A number of years back, I wrote an article that pretty sums up why home winemaking is dear to me.. 

http://www.winemakingtalk.com/Get-The-Most-Out-Of-It.html


----------



## dcbrown73 (May 13, 2016)

JohnT said:


> A number of years back, I wrote an article that pretty sums up why home winemaking is dear to me..
> 
> http://www.winemakingtalk.com/Get-The-Most-Out-Of-It.html



Great article! Thanks for sharing that.


----------



## JohnT (May 13, 2016)

Here are a couple more! 
http://www.winemakingtalk.com/forum/showthread.php?t=40799&highlight=Crush

http://www.winemakingtalk.com/forum/showthread.php?t=46563&highlight=Crush

http://www.winemakingtalk.com/forum/showthread.php?t=51102&highlight=Crush


----------



## Zintrigue (May 13, 2016)

Double Daylo said:


> As for making the hubby get on your side. What does wine do to women that all men enjoy? You will now be drinking alot more wine which in turn....I am sure you see where I am going with this lol.



I'm a mom of three. At the end of the day, I'm asleep on the couch with an empty glass of wine hanging out of my hand. Haha



Tnuscan said:


> Hi!
> I noticed gardening is also your hobby. Gardening really goes well with wine making. I just put 50 pounds of strawberries in the freezer. Looks as if I may triple that amount easy. I have 5 different varieties of blueberries ( 60 bushes ). Blackberry, raspberry etc... homegrown, homemade wine. Just about as cheap as you can get. Hint, hint.



Oh gosh I wish. I live in the mountains, so gardening space is minimal at best, and I use it for veggies. I have some blueberries and strawberries, but nowhere near that amount. I have 1/3 an acre and only a small percentage of that is rocking the 8-foot fence I need to keep deer out. One day I'm buying a house with orchard space and a wine cellar. I hope.



Johnd said:


> I have a thought to interject here.
> 
> Winemaking does not have to be an expensive hobby. I personally believe strongly that I can easily produce, from a $110 kit, 30 bottles of wine that are hands down way better than any $4 bottle of store bought wine, and I don't need a lot of expensive equipment to do it with. A bucket, a clear hose, a plastic carboy, a long spoon, a hydrometer, and some patience is all you really have to have.



I wanted to go the simple route like that and then upgrade slowly, but looking at all those wine kits online makes my head spin with stuff I can't even name. I saw this video online and it looked so simple and attainable.
..........
Task statement =
Answer these questions about the winemaking forum thread:
(a) How many pounds of strawberries did Tnuscan put in the freezer?
(b) How tall is the fence Zintrigue needs to keep deer out?
(c) What price does Johnd give for the kit that makes 30 bottles?
The lines come from a source separate from the thread.
..........
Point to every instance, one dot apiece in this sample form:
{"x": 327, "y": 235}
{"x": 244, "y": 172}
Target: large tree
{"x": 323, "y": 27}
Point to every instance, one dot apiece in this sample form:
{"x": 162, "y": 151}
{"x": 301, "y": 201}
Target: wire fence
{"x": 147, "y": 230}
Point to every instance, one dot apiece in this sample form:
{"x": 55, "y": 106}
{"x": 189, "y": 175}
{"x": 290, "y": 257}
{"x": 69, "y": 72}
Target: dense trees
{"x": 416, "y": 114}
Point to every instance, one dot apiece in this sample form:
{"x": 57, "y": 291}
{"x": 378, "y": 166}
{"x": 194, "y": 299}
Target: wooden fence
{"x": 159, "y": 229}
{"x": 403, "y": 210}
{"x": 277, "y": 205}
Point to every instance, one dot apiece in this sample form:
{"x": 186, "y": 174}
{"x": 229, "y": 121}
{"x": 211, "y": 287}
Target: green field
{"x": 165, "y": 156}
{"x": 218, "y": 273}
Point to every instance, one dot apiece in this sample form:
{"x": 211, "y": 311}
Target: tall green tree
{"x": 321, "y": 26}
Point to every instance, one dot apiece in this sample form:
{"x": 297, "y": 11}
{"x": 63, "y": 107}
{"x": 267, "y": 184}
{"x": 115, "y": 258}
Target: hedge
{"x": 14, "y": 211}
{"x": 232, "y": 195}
..........
Exercise answer =
(a) 50 pounds
(b) 8 feet
(c) $110